▸ **Your instructions**: Format every line of the material below as a numbered list, leaving out any blank lines.

Entries taken from a collection:
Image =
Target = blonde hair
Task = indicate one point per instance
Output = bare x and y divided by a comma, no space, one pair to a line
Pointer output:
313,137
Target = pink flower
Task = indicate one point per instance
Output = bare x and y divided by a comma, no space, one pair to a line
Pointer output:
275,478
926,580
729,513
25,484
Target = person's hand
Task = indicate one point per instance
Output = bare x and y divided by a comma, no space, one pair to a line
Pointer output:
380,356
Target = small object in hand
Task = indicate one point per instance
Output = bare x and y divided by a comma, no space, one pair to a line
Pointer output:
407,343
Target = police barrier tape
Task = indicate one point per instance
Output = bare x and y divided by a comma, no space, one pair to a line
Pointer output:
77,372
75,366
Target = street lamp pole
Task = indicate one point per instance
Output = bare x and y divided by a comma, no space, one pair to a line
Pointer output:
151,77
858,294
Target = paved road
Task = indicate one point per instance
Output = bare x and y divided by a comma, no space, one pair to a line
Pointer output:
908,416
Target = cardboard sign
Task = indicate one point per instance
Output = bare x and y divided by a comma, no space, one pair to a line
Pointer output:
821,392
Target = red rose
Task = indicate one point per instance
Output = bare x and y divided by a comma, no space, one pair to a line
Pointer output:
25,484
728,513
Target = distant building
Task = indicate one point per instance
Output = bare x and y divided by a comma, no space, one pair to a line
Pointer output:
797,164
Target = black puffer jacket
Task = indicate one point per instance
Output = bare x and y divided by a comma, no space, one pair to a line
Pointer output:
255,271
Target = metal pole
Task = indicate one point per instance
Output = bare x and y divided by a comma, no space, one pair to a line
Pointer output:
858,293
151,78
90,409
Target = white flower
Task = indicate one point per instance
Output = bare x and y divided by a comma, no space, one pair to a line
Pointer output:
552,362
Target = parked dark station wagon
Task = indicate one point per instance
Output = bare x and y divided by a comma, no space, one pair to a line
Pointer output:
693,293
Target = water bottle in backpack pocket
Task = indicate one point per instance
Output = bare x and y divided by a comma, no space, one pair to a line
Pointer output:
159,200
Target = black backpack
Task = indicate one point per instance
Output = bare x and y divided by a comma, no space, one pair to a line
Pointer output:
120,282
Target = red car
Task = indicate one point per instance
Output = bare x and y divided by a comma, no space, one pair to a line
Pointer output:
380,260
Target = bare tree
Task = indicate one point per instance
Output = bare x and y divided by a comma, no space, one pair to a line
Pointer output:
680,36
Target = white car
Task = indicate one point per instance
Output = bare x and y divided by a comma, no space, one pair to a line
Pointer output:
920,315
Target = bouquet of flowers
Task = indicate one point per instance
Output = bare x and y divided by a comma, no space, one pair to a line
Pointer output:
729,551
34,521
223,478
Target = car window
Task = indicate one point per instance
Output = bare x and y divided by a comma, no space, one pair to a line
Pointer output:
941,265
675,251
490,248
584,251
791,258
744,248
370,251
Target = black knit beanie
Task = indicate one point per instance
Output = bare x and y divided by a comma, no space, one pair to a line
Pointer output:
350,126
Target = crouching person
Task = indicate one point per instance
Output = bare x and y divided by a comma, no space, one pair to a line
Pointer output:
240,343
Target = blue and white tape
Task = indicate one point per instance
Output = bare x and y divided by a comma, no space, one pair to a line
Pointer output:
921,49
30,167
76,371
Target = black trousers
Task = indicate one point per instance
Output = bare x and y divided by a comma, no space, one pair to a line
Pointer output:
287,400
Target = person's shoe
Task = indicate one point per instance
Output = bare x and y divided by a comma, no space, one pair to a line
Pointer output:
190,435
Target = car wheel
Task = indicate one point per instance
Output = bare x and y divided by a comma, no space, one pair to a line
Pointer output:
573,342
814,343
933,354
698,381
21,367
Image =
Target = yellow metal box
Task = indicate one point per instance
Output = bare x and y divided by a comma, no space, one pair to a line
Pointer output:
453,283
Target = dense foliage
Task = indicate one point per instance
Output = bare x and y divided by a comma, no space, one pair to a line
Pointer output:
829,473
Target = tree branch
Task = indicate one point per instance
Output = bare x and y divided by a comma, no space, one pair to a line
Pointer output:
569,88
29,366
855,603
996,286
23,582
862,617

▸ **Exercise solution**:
1. Image =
2. Target = blonde hair
3. Task = indicate one point per instance
4. Output = bare x and y divided by a comma, no space, one pair to a line
5. Pointer output:
6. 313,137
7. Target = pink flower
8. Task = indicate one point per instance
9. Output = bare x and y divided by a comma, no space, one pair to a line
10. Pointer output:
11. 275,478
12. 926,580
13. 729,513
14. 25,484
15. Target = person's hand
16. Task = indicate one point per instance
17. Output = bare x and y divided by a comma, no space, one pair to a line
18. Pointer output:
19. 380,356
20. Target = small object in hand
21. Task = indicate one point per instance
22. Output = bare x and y divided by a comma, no space, one pair to a line
23. Pointer output:
24. 407,343
25. Target = police barrier tape
26. Task = indicate one point per instance
27. Output = bare x and y divided by a comma, no space, one pair to a line
28. Pointer output:
29. 77,372
30. 75,366
31. Target = street lamp pole
32. Task = indicate one point per instance
33. Output = bare x and y divided by a comma, no space, one pair to a line
34. Pointer output:
35. 151,77
36. 858,294
37. Target = paved road
38. Task = indicate one point per instance
39. Output = bare x and y divided by a comma, no space, one pair to a line
40. Pointer output:
41. 908,416
42. Target = cardboard sign
43. Task = indicate one point per instance
44. Output = bare x and y divided by a comma, no space, one pair to a line
45. Pointer output:
46. 821,392
47. Target = red rose
48. Task = indicate one point per instance
49. Output = bare x and y divided by a comma, no space, one pair to a line
50. Pointer output:
51. 25,484
52. 728,513
53. Target = distant building
54. Task = indicate one point per instance
55. Output = bare x and y divided by a comma, no space, one pair to a line
56. Pointer output:
57. 797,164
58. Target = black puffer jacket
59. Task = indicate one point per instance
60. Output = bare x and y divided by a comma, no space, one pair to a line
61. Pointer output:
62. 255,271
63. Target = metal pole
64. Task = indicate one point per instance
65. Output = bare x and y divided by a comma, no space, one pair to a line
66. Pointer output:
67. 858,293
68. 151,78
69. 90,409
70. Target = white flower
71. Task = indicate one point per instance
72. Output = bare x and y divided by a comma, no space, one pair to a line
73. Pointer output:
74. 552,362
75. Target = parked dark station wagon
76. Task = indicate one point per instance
77. Output = bare x and y divided by a comma, no space, one pair to a line
78. Pointer output:
79. 693,293
80. Target = water bottle in backpack pocket
81. Task = indicate one point per instance
82. Output = bare x and y divided by a comma, no space, one pair to a line
83. Pointer output:
84. 159,200
85. Target = black backpack
86. Task = indicate one point per instance
87. Output = bare x and y divided by a comma, no space, one pair to a line
88. Pointer output:
89. 120,282
90. Target = red car
91. Task = indicate one point per instance
92. Output = bare x and y divided by a comma, no space, one pair to a line
93. Pointer output:
94. 380,260
95. Target = bare tree
96. Task = indicate one point per instance
97. Output = bare x and y divided by a comma, no space, one pair to a line
98. Pointer output:
99. 680,36
100. Target = white car
101. Task = indicate one point per instance
102. Output = bare x and y divided by a comma, no space, one pair to a line
103. Pointer output:
104. 920,315
105. Target = bouquet of flowers
106. Task = indicate one point per instance
107. Output = bare x and y divided by a comma, no space, one pair to a line
108. Pointer output:
109. 729,551
110. 34,521
111. 223,478
112. Target = car window
113. Task = indicate one point per instance
114. Output = bare x and y divided by a comma, no space, one pair to a line
115. Pointer output:
116. 941,265
117. 675,251
118. 490,248
119. 584,251
120. 791,258
121. 744,248
122. 370,251
123. Target = black knit beanie
124. Task = indicate one point per instance
125. Output = bare x and y divided by a comma, no space, one pair to a line
126. Pointer output:
127. 350,126
128. Target = crouching person
129. Task = indicate one point per instance
130. Output = bare x and y divided by a comma, no space, one pair to a line
131. Pointer output:
132. 240,343
133. Target = blue and white tape
134. Task = indicate one point per instance
135. Output = bare x and y divided by a comma, no space, one pair to a line
136. Pointer output:
137. 921,49
138. 30,167
139. 76,371
140. Target = black trousers
141. Task = indicate one point per instance
142. Output = bare x and y divided by a comma, no space, one pair to a line
143. Pointer output:
144. 287,400
145. Target = person's shoe
146. Task = indicate one point per instance
147. Output = bare x and y divided by a comma, no space, one pair to a line
148. Pointer output:
149. 190,435
150. Target = car wheel
151. Task = indicate one point per instance
152. Output = bare x and y divided by a comma, no space, one pair to a line
153. Pointer output:
154. 573,342
155. 814,343
156. 933,354
157. 698,381
158. 21,367
159. Image =
160. Target = yellow metal box
161. Task = indicate one point per instance
162. Output = bare x and y divided by a comma, no space, one pair to a line
163. Pointer output:
164. 453,283
165. Target = dense foliage
166. Task = indicate one point per instance
167. Output = bare x and y divided by a comma, no space, one pair to a line
168. Pointer output:
169. 829,473
170. Target = tree branch
171. Task = indicate one point per instance
172. Output = bare x and y divided by a comma, no space, one pair to a line
173. Pointer output:
174. 569,88
175. 29,366
176. 855,603
177. 996,286
178. 23,582
179. 862,617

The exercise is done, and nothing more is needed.